I don't know how it might have got messed up; however, I speculate
that it may be related to that long Path: header present in the
"BAD" message.  (I'm suspicious because it appears to have been
truncated -- note that it ends with a "!" -- , and the amount that
came through is just under 256 characters.)

Also note that the first line of the 'body' was the final component of
the broken path.  There's some command in the chain before procmail
which can't handle very long header fields.


Hmmmm, I wonder, would $LINEBUF matter here?  I don't think it
should, but you might try something like

That doesn't matter.  Procmail doesn't care how long the lines in the
message are.  The message could have *no* newlines and include NULs for
all procmail cares.  LINEBUF is the limit on rcfile line length before
and after variable and command expansions.

I thought the blank lines looked suspicious too, but again not knowing
very much about this, I wasn't sure.

You should track down where very long headers are broken in the steps
getting to your mailbox and get the broken program fixed.

How can I get procmail to search the _entire_ message (body) for the
string:

   'To: comp.os.linux'

for example, instead of just the header? It doesn't seem like:

   :0:
   * To:.*comp.os.linux
   comp.os.linux

To quote the procmailrc(5) manpage:

       A  line starting with ':' marks the beginning of a recipe.
       It has the following format:

              :0 [flags] [ : [locallockfile] ]
              <zero or more conditions (one per line)>
              <exactly one action line>
...

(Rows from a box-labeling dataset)
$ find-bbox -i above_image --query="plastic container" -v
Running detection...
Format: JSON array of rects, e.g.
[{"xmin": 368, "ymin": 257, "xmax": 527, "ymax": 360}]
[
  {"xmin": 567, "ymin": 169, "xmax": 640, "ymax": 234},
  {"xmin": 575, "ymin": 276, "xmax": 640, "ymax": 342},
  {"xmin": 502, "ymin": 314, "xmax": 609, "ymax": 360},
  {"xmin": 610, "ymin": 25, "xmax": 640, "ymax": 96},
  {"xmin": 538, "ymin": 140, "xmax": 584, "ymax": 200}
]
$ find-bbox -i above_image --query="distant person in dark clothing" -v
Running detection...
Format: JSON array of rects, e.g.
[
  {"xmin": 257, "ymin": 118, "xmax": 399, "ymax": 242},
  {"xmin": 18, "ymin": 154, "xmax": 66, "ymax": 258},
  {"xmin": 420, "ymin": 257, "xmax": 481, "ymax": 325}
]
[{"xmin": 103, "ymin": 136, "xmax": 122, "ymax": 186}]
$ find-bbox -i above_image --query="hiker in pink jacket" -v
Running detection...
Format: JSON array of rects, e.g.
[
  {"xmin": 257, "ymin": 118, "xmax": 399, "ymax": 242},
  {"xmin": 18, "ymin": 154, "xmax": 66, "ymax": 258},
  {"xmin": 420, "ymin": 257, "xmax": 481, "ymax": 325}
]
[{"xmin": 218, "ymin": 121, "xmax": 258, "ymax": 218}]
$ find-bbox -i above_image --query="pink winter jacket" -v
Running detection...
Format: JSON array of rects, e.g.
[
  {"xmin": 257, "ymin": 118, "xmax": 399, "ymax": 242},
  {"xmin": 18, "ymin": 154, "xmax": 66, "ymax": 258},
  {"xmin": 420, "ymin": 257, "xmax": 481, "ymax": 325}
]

- YOUR TASKS
1. According to the procmail discussion, why would changing $LINEBUF not help with the broken long header?
2. In the procmail discussion, what does the quoted manpage say marks the beginning of a recipe?
3. Continue the procmail discussion from where it stops.

- ANSWERS TO THE EXERCISES
1. Procmail doesn't care how long the lines in a message are; it would work even with no newlines and with NULs. LINEBUF only limits the length of rcfile lines before and after variable and command expansions.

2. A line starting with ':' marks the beginning of a recipe.

3.
       Flags can be any of the following:

       H    Egrep the header (default).

       B    Egrep the body.

So, you want both the 'H' and 'B' flags on the recipe.  Also, don't you
want to anchor the match against the start of the line?  As it was, your
regexp would match other headers fields like

      Reply-To: Philip Guenther 
<guenther+comp(_dot_)os(_dot_)linux(_at_)gac(_dot_)edu>

Assuming you don't want that, I've added a '^' to the regexp.

      :0 HB:
      * ^To:.*comp\.os\.linux
      comp.os.linux

Does that make sense?

Yes, that does make sense. I was actually working in that direction
myself, both with the start of the line anchor & the tags. The rule I
came up with was almost the same:

    :0HB:
    * ^To:.*comp.os.linux
    comp.os.linux

Note the lack of the space in the tags, and the lack of escaping the
'.'. The space doesn't seem to make a difference, but the backslashes
crippled the rule (works fine without them). Does a regexp have to be
quoted if there's backslashes (I think in (GNU)grep it does)? I'll try
this out, as I'd like to get the rule as discriminating as possible.